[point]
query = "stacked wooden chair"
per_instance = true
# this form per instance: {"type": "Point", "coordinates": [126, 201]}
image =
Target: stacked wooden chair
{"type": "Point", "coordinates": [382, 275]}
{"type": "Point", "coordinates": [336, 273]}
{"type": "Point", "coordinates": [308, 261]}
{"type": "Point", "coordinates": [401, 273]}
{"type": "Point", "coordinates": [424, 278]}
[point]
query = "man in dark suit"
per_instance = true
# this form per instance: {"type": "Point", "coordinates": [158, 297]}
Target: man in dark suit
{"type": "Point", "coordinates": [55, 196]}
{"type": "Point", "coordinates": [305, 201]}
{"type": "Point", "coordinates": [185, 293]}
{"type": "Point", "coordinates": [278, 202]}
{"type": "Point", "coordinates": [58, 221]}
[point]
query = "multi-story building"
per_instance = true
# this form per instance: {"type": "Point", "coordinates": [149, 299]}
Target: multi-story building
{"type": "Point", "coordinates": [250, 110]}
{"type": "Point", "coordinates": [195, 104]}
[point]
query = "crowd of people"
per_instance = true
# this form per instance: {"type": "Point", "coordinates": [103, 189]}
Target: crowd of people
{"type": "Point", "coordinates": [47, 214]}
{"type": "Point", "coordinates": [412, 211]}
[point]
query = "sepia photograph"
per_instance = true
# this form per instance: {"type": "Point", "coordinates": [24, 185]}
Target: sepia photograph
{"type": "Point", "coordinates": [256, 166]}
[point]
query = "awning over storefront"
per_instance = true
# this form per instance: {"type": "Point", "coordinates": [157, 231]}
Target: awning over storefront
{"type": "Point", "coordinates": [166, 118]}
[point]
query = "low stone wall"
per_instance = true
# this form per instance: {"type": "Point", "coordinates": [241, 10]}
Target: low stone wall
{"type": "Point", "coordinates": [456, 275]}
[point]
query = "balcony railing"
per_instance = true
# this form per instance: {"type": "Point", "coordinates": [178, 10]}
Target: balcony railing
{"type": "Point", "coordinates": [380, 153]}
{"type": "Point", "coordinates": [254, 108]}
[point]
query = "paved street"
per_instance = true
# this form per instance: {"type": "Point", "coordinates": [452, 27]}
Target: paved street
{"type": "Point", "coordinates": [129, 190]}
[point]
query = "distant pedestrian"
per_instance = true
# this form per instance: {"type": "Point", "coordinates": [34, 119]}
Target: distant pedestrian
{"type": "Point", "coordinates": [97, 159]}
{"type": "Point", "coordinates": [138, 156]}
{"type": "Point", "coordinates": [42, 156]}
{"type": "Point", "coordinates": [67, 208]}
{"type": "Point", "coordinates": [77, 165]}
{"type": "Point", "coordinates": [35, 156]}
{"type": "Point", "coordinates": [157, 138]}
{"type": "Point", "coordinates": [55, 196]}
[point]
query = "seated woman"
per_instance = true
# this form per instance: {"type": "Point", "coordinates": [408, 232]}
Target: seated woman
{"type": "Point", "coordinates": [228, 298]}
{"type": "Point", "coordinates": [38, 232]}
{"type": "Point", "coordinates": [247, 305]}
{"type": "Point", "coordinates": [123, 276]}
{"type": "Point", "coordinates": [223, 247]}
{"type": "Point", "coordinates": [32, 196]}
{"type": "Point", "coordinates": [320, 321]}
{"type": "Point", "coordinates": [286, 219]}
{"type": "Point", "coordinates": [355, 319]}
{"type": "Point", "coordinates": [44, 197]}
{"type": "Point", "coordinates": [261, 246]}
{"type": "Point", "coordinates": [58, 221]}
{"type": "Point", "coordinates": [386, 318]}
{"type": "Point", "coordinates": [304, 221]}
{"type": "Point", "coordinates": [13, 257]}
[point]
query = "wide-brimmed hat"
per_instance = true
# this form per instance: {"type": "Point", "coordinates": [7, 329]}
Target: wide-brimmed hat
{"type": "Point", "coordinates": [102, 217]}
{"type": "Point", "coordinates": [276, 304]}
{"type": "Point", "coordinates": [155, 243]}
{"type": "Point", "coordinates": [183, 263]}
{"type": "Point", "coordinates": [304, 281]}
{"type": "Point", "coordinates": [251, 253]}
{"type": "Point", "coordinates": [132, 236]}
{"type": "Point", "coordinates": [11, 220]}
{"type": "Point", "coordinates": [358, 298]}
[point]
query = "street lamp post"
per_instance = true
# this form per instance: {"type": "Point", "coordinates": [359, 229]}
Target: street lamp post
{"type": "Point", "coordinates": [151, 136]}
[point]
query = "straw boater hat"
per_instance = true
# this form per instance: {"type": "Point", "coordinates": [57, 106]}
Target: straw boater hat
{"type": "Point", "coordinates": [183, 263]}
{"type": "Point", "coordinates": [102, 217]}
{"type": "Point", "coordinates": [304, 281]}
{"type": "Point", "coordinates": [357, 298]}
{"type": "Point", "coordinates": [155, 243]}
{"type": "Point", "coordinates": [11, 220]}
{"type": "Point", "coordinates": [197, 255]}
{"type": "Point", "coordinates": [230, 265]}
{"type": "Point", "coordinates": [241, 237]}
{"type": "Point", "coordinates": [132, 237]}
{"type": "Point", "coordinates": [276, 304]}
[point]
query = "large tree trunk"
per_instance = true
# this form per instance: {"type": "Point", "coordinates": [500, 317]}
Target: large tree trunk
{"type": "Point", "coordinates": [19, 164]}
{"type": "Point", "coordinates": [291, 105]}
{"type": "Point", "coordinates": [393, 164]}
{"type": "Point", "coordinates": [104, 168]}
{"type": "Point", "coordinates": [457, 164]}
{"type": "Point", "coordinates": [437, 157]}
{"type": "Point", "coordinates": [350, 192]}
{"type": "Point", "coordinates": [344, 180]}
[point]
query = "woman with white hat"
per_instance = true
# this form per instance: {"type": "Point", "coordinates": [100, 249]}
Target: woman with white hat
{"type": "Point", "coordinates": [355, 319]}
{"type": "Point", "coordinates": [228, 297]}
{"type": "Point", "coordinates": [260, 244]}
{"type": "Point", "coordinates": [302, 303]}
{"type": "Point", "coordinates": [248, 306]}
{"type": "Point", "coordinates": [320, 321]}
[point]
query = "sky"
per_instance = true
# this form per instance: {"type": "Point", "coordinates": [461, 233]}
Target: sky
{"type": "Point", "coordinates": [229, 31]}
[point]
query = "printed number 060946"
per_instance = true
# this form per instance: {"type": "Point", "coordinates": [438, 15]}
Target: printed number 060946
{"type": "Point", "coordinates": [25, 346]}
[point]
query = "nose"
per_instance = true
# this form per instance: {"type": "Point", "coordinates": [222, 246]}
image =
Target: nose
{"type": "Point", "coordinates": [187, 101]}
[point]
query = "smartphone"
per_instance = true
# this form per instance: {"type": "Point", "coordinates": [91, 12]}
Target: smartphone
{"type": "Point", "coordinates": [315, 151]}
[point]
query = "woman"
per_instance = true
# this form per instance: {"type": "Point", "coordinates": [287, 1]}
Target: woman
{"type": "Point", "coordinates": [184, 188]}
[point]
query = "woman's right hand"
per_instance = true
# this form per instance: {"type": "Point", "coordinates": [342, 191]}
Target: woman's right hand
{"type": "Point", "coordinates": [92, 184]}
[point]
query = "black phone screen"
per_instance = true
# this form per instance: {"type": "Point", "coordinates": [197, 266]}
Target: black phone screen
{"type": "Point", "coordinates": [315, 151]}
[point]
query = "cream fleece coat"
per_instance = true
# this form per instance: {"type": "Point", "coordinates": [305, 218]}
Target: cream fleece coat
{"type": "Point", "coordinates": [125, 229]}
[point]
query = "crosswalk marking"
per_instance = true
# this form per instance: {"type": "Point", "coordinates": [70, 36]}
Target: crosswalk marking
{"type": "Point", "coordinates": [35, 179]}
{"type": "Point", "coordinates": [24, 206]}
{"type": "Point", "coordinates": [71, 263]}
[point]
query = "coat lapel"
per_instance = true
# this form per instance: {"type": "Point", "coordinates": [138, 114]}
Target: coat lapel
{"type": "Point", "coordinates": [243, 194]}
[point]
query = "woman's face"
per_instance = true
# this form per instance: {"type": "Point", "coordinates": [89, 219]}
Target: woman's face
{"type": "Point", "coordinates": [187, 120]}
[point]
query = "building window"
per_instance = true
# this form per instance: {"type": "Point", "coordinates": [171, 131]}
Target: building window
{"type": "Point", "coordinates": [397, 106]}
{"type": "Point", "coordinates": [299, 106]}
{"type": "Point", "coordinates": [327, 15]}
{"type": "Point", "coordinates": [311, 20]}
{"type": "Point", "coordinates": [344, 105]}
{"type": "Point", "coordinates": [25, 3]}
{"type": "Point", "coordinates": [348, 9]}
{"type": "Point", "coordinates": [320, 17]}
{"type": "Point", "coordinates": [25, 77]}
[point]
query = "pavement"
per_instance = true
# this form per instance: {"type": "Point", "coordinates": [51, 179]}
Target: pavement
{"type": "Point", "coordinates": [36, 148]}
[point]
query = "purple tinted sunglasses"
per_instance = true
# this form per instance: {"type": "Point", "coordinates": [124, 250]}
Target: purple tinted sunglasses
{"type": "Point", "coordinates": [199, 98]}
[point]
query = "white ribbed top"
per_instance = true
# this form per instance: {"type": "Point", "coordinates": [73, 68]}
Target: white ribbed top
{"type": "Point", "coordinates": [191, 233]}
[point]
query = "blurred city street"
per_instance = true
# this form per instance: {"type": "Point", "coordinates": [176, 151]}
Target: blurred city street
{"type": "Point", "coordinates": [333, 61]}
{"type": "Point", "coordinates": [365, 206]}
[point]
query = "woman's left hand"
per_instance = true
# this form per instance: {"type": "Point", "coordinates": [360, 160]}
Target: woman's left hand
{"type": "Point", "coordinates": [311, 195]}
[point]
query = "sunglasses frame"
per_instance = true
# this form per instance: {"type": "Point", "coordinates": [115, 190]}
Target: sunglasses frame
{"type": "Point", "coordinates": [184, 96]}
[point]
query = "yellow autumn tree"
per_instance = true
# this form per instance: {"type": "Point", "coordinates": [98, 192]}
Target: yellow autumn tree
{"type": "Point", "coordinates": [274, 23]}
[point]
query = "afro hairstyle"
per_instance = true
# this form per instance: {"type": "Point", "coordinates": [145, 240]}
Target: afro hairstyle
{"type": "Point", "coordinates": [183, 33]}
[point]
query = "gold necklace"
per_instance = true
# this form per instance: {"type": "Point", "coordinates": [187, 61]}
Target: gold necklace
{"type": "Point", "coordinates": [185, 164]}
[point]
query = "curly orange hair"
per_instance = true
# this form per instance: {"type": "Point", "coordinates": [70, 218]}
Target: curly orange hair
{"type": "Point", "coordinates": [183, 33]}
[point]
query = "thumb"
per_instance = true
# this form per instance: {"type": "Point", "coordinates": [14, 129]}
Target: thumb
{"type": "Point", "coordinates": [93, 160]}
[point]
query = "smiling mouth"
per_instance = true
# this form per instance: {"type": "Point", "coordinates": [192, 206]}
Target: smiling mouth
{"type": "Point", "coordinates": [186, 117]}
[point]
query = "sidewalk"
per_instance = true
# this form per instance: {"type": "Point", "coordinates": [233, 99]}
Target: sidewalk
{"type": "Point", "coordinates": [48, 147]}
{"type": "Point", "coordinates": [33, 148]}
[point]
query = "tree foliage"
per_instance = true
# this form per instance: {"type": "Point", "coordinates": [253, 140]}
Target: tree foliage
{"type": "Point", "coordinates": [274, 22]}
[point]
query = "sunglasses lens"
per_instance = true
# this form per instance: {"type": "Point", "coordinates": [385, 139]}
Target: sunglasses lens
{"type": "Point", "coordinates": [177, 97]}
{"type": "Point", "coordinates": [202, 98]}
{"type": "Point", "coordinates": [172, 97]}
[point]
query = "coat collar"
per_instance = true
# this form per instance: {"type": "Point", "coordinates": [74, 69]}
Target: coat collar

Instructions to follow:
Show each line of the material above that contains the word "crosswalk".

Written response:
query = "crosswalk marking"
Target: crosswalk marking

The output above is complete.